** BEGIN TEXT EXCERPT **

A PFB file is an Avro file with a particular Avro schema that represents a
relational database. We call this schema the
PFB Schema
The data in a PFB file contains a list of JSON objects called PFB Entity
objects. There are 2 types of PFB Entities. One (Metadata) captures
information about the relational database and the other (Table Row) captures
a row of data from a particular table in the database.
The data records in a PFB file are produced by transforming the original data
from a relational database into PFB Entity objects. Each PFB Entity object
conforms to its Avro schema.
Let’s say a client receives an Avro file. It reads in the Avro data.
Now a client has the Avro schema and all of the data that conforms to that
schema in a big JSON blob. It can do what it wants. Maybe it wants to construct
some data input forms. It has everything it needs to do this since the schema
has all of the entities, attributes, and types for those attributes defined.
Now what happens if the client wants to reconstruct a relational database
from the data? How does it know what tables to create, and what the
relationships are between those tables? Which relationships are
required vs not? This is one of the problems PFB addresses.
The PFB File schema is created from SQLAlchemy declarative base classes
in a file or directory. If the classes are not provided, they are generated
by inspecting the database’s schema using the
sqlacodegen library.

** END TEXT EXCERPT **

SHORT EXERCISE 1: According to the PFB excerpt, what library generates the SQLAlchemy classes when they are not provided?

** BEGIN INPUT **

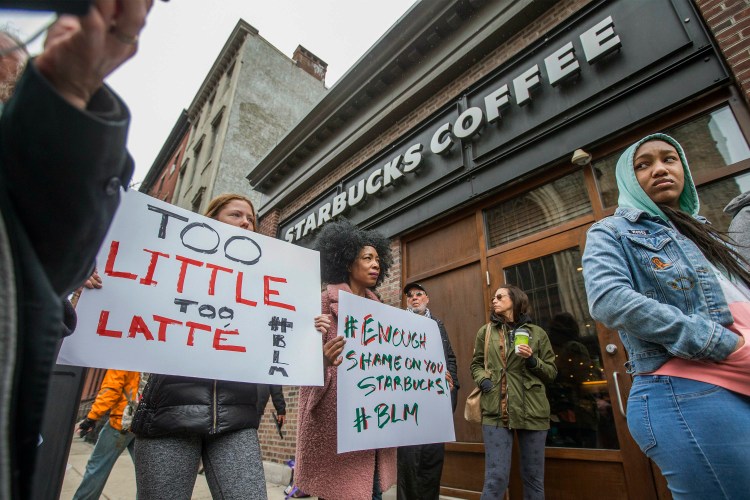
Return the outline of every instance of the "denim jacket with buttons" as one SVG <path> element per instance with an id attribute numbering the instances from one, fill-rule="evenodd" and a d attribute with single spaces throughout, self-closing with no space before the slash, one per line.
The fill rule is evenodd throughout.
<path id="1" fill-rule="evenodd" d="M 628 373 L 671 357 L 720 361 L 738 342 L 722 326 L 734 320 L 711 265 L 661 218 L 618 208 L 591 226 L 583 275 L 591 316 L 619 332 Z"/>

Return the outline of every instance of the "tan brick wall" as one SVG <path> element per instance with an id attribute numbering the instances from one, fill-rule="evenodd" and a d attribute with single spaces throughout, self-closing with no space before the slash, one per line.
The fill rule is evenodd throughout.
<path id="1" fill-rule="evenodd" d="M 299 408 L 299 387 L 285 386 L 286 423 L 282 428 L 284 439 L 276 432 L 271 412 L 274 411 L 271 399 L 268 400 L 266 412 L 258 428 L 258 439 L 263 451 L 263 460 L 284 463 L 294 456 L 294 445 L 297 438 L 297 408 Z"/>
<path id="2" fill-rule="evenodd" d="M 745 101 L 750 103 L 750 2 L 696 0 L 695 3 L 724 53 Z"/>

** END INPUT **

SHORT EXERCISE 2: Please put the stretch of the records from their start through the line containing "628 373 L 671" into a JSON list of strings, one string per line, with blank lines dropped and the picture left out.

PROBLEM SOLUTION 1: The sqlacodegen library.

PROBLEM SOLUTION 2:
[
  "Return the outline of every instance of the \"denim jacket with buttons\" as one SVG <path> element per instance with an id attribute numbering the instances from one, fill-rule=\"evenodd\" and a d attribute with single spaces throughout, self-closing with no space before the slash, one per line.",
  "The fill rule is evenodd throughout.",
  "<path id=\"1\" fill-rule=\"evenodd\" d=\"M 628 373 L 671 357 L 720 361 L 738 342 L 722 326 L 734 320 L 711 265 L 661 218 L 618 208 L 591 226 L 583 275 L 591 316 L 619 332 Z\"/>"
]